SOURCE MATERIAL:
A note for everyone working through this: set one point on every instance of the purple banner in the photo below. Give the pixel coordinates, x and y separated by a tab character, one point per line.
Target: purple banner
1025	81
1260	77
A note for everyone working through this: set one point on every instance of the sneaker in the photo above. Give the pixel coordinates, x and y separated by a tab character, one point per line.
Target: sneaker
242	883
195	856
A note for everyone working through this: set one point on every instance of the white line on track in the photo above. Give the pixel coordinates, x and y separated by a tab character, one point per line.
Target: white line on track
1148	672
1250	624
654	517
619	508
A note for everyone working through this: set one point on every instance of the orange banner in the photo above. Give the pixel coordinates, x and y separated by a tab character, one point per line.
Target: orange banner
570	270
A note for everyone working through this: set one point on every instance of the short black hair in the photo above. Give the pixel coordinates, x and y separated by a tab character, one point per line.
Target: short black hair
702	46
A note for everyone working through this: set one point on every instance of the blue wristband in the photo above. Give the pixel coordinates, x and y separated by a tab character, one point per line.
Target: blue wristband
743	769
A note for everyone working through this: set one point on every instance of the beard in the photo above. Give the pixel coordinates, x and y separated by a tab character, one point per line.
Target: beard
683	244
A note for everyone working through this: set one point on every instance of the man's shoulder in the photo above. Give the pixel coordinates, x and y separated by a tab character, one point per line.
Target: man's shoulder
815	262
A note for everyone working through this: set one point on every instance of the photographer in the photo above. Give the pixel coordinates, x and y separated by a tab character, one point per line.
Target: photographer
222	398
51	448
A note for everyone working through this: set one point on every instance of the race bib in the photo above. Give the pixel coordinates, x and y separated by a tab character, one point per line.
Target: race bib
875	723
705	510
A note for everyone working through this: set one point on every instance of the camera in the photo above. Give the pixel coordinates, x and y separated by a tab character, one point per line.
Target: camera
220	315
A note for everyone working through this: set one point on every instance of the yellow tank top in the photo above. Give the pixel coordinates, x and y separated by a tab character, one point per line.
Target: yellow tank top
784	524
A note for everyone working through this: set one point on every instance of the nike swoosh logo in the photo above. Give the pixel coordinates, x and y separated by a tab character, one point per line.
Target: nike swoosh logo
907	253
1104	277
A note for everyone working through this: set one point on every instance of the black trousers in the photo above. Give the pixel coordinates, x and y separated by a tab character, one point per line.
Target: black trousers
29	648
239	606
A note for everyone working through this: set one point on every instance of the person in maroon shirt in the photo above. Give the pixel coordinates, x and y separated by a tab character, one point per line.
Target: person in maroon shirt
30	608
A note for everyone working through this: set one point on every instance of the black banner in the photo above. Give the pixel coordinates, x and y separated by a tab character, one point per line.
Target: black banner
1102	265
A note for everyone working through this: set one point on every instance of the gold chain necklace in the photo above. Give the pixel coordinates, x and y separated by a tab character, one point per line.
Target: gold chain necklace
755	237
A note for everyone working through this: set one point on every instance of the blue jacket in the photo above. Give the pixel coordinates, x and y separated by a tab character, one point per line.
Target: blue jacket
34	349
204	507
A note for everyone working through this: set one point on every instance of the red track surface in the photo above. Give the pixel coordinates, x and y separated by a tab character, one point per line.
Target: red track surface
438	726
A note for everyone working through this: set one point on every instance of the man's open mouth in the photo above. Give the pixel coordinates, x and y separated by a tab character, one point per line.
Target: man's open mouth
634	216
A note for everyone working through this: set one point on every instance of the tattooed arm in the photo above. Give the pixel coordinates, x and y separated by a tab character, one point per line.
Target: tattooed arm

WHAT YOU HAVE TO DO: Set the records above down again. Match them exactly.

ANSWER TO THE EXERCISE:
A note for everyone working through this: set one point on every instance of the purple banner in the photo below. Give the pixel coordinates, x and y separated by a tab character, one point per line.
Target: purple banner
1025	81
1260	77
A note for everyone working through this: set one point on every instance of the sneaker in the photo above. Give the pixel coordinates, x and y separated by a tab character, one point per line.
Target: sneaker
242	883
195	856
A note for everyone working through this: set one point on every instance of the white line on track in the photo above. Give the pixel coordinates, x and y separated by a tab character, one point per line.
Target: white line on track
1148	672
1250	624
654	517
619	508
A note for everyone working through this: set one point on every instance of the orange banner in the photo above. Give the pixel coordinates, x and y separated by a tab character, one point per line.
Target: orange banner
570	270
A note for everyone working through this: set one point on every instance of the short black hair in the photo above. Give the pixel coordinates, x and y separated by a tab character, one point per line.
Target: short black hair
702	46
A note for everyone working through this: set one point on every instance of the blue wristband in the photo above. Give the pixel coordinates, x and y separated by a tab character, one point per line.
Target: blue wristband
743	769
A note for everyone working through this: set one point on every instance of the beard in the photo above. Give the pixel coordinates, x and y separated by a tab character, one point per line.
Target: beard
683	244
A note for everyone working through this: set one point on every instance of the man's shoulder in the photo above. Give the pixel coordinates, x and y separated by a tab character, one point per line.
Target: man's shoulder
815	262
A note for everyone working through this: set one point on every instance of the photographer in the photo above. Give the pixel coordinates, x and y separated by a tab character, one point per line.
Target: photographer
222	398
51	448
A note for everyone working through this: set one point on every instance of the race bib in the photo above. Give the pixel coordinates, x and y separated by a tab character, one point per line.
Target: race bib
875	723
705	510
A note for everyone working through this: set one point on every instance of the camera in the photo above. Give the pixel coordinates, x and y separated by a tab character, one point per line.
Target: camera
220	315
A note for everyone working through this: set one point on every instance of the yellow tank top in the photo above. Give the pixel coordinates, x and y separated by a tab character, one point per line.
Target: yellow tank top
784	524
A note for everyone working through this: set one point on every instance of the nike swoosh logo in the photo above. Give the pixel coordinates, x and y separated by a tab character, one point per line.
Target: nike swoosh logo
907	253
1104	277
A note for everyone working through this: set one point on every instance of the black trousers in the photo above. Give the pixel coordinates, x and y separated by a tab character, one point per line.
Target: black trousers
29	648
239	606
A note for everyone working through this: set one point on every instance of the person in maroon shirt in the photo above. Give the pixel coordinates, x and y separated by a tab character, one point per line.
Target: person in maroon shirt
30	608
A note for everyone working through this: set one point on every instance of the black banner in the photo above. Give the pixel coordinates, x and y separated by a tab character, one point per line.
Target: black banner
1102	265
A note for everyone working through this: set one point on every instance of the gold chain necklace in the photo above. Give the pixel coordinates, x and y separated by a tab character, one point per line.
Target: gold chain necklace
755	237
A note for everyone working through this: set one point on every instance of the blue jacket in the photo above. Give the pixel coordinates, x and y separated by a tab character, one point per line.
Target: blue jacket
34	349
204	507
A note for everyone working through this: set one point on every instance of the red track surface in the photo above. Give the pixel coordinates, x and y separated by a tab character, one point per line.
Target: red track surface
438	726
A note for everyone working through this: set one point on every instance of the man's open mouth in the photo above. Give the pixel coordinates, x and y separated by a tab character, one point per line.
Target: man's open mouth
634	216
A note for everyone working through this: set one point on every instance of the tattooed arm in the photo above. Give the pixel coordinates, x and y separated by a tab character, one point per line.
Target: tattooed arm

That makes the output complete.